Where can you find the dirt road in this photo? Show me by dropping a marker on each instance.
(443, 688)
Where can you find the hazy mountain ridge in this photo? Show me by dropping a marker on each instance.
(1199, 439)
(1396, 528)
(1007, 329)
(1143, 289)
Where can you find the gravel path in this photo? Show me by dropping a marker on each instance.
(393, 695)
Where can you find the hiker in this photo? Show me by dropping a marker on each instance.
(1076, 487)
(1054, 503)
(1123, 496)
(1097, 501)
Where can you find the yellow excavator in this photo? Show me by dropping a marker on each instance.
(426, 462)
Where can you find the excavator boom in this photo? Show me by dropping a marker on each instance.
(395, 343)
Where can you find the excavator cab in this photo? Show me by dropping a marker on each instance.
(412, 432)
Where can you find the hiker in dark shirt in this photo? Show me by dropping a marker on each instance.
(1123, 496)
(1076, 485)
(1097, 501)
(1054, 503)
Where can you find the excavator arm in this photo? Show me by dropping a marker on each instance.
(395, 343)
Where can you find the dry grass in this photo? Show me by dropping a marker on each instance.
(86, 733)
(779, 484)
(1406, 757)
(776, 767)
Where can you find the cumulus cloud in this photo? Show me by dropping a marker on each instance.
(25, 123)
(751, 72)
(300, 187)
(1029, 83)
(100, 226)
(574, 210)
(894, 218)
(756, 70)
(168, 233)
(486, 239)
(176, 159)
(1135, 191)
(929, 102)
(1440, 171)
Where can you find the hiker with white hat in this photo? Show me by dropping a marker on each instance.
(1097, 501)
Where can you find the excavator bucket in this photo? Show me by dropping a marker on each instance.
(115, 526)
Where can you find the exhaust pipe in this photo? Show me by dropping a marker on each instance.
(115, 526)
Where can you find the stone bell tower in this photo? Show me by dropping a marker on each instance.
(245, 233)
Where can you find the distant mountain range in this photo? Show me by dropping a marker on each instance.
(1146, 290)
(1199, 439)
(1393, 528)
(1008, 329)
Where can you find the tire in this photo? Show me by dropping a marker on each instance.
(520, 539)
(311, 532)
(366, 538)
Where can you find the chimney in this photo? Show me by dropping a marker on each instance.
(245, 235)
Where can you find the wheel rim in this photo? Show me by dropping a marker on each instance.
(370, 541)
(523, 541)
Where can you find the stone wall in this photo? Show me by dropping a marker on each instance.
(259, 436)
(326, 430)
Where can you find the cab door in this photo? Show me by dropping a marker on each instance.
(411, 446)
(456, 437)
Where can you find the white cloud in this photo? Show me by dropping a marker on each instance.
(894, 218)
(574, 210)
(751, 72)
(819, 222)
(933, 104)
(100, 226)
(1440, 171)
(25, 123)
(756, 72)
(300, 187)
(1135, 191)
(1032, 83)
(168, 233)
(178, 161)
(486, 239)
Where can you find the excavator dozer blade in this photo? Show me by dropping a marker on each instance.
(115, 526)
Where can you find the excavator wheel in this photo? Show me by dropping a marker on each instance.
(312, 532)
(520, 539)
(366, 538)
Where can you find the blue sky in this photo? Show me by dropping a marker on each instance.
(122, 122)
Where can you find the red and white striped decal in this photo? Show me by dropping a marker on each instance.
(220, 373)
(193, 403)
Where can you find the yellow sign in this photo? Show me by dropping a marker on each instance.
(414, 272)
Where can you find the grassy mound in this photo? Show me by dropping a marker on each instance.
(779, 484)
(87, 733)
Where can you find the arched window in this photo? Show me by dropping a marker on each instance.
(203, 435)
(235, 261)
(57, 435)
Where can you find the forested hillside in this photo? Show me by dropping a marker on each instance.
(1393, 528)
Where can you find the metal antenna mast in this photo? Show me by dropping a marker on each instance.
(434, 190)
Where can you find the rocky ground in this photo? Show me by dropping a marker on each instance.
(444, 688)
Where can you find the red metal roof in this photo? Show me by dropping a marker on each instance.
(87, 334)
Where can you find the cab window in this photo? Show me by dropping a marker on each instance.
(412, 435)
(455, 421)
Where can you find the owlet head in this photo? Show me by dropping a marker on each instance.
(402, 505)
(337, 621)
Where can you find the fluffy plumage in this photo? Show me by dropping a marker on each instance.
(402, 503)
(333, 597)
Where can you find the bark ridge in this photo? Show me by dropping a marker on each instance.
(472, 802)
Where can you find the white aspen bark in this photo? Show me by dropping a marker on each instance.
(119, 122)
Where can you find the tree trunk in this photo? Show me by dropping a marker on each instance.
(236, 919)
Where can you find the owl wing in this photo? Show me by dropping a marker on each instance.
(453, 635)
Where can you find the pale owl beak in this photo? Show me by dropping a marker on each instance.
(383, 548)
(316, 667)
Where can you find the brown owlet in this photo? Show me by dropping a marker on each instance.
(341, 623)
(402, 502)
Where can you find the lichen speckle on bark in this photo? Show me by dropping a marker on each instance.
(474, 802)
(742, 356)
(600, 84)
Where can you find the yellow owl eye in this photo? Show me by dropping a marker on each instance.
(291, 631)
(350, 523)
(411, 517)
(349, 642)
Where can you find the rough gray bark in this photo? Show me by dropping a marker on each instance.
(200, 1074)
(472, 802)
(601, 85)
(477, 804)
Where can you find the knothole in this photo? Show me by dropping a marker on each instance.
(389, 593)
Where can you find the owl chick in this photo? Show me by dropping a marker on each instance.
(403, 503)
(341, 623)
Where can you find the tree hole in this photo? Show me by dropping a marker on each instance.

□ □ □

• **ASSIGNMENT**: Copy out all of the listing, exactly as it reads.

• **TASK OUTPUT**:
Where can you find the dirt road in this photo? Show me by dropping a marker on each instance.
(443, 688)
Where can you find the hazy mountain ridge in this photo? Show me by dropping a marker on each instance.
(1199, 439)
(1396, 528)
(1007, 329)
(1143, 289)
Where can you find the gravel path in this photo? Show me by dropping a marker on each instance.
(393, 695)
Where can you find the hiker in this photo? Show me by dropping a marker on each instance.
(1076, 487)
(1054, 503)
(1123, 496)
(1097, 501)
Where can you find the yellow excavator in this photo? Show me by dropping a marker on each instance.
(426, 462)
Where can you find the excavator boom in this photo? Show me by dropping a marker on each instance.
(395, 343)
Where can you find the excavator cab in this photo? Show me by dropping a marker on each instance.
(412, 432)
Where can you find the hiker in dark shirt in this photo? Show me by dropping a marker on each instance.
(1123, 496)
(1076, 485)
(1097, 501)
(1054, 503)
Where can you find the excavator arm in this photo? Show me by dropping a marker on each instance.
(395, 343)
Where can you find the dry grass in this photo? Show me by dropping a marker on each instance.
(86, 733)
(779, 484)
(1406, 757)
(776, 767)
Where can you find the cumulus cloud in this photo? Show me by dropping a marker on each instance.
(25, 123)
(751, 72)
(300, 187)
(1029, 83)
(100, 226)
(574, 210)
(894, 218)
(756, 70)
(168, 233)
(486, 239)
(176, 159)
(1135, 191)
(929, 102)
(1440, 171)
Where can you find the hiker with white hat in this photo? Show me by dropping a marker on each instance.
(1097, 501)
Where can you find the excavator bucket in this photo? Show me by dropping a marker on each instance.
(115, 526)
Where can you find the exhaust pipe in this photo? Show me by dropping a marker on each instance.
(115, 526)
Where can you find the stone bell tower in this photo? Show me by dropping a marker on each instance.
(245, 233)
Where can you find the distant mountain range in this photo? Show me by dropping a marker on each instance.
(1146, 290)
(1199, 439)
(1393, 528)
(1008, 329)
Where can you find the tire in this photo? Show me by dropping a marker on each instance.
(520, 539)
(311, 532)
(366, 538)
Where can you find the chimney in this photo? Show me by dropping a marker on each instance.
(245, 235)
Where can you find the wheel rim in this photo? Show me by dropping a marker on each instance.
(370, 541)
(523, 541)
Where can you find the stone wall in this photo? Show me by dropping a marker on each instance.
(259, 436)
(326, 430)
Where can you find the cab door in this photo? Show me by dropping a marker on each instance.
(411, 446)
(456, 437)
Where can you find the white cloud in this photo? Show me by dropping a marker on each instance.
(894, 218)
(574, 210)
(751, 72)
(819, 222)
(933, 104)
(100, 226)
(1440, 171)
(25, 123)
(756, 72)
(300, 187)
(1135, 191)
(1032, 83)
(168, 233)
(178, 161)
(486, 239)
Where can you find the excavator dozer blade in this photo? Show me by dropping a marker on each instance.
(115, 526)
Where can you find the excavator wheel in this photo? Show me by dropping a marker on each instance.
(312, 532)
(520, 539)
(366, 538)
Where can you find the blue sky in this photo? Show me by dropping a marker on each instance.
(122, 122)
Where can you find the red and white striped decal in this photo? Show me by dropping a marker on each instance.
(220, 373)
(193, 403)
Where can you find the yellow sign in this photo? Show me by dropping a marker on each instance.
(414, 272)
Where can you find the grassy mound in this photo? Show me by dropping a marker on each instance.
(779, 484)
(87, 733)
Where can you find the arched window in this photo? Show me by dropping a marker on each instance.
(203, 435)
(235, 261)
(57, 435)
Where can you find the forested hillside in this photo? Show me by dropping a marker on each instance.
(1393, 528)
Where can you find the metal antenna mast in this photo? Show me by dropping a marker on each instance.
(434, 190)
Where can you find the rocky ground in this photo? Show me by dropping a marker on each instance.
(444, 688)
Where can you find the red metal roof in this photo? Show me by dropping a marker on each instance.
(87, 334)
Where can you find the cab window in this photo? Show me by dropping a marker on each instance.
(412, 435)
(455, 421)
Where can you find the owlet head in this photo? Show me by dropping a marker on each instance.
(402, 505)
(337, 621)
Where can you find the fluffy plumage in this photo? Show me by dropping a marker on each instance.
(402, 503)
(333, 597)
Where can you find the bark ridge in this photo? Show me by dropping a marker on each instance.
(472, 802)
Where can you find the white aspen bark in this photo? Show me by dropping a marker on each instance.
(119, 122)
Where can you find the tree trunk in this photo? Show me by dropping a marker on each instance.
(236, 919)
Where can you find the owl wing in this photo? Show me by dropping a marker on each instance.
(453, 635)
Where can you find the pale owl beak in this photo? Show me by dropping a marker on each instance.
(383, 548)
(316, 667)
Where can you find the brown owlet in this photo? Show me by dropping a marker on each instance.
(341, 623)
(402, 502)
Where can you find the lichen speckle on bark in this photo? Show me by dropping a marker on each instance.
(474, 802)
(742, 356)
(600, 84)
Where can you find the yellow owl eye in this photo? Show me by dropping a marker on each instance.
(291, 631)
(350, 523)
(411, 517)
(349, 642)
Where can you find the rough gray bark in this photo? Show me by dropping a marker on each instance.
(200, 1074)
(472, 802)
(601, 85)
(477, 804)
Where can you find the knothole in this photo? Show me by dropping a marker on each instance.
(389, 593)
Where can you find the owl chick in this photo? Show me by dropping a marker on each instance.
(403, 503)
(341, 623)
Where can you find the tree hole in this photo? Show me by dropping a marker on each instance.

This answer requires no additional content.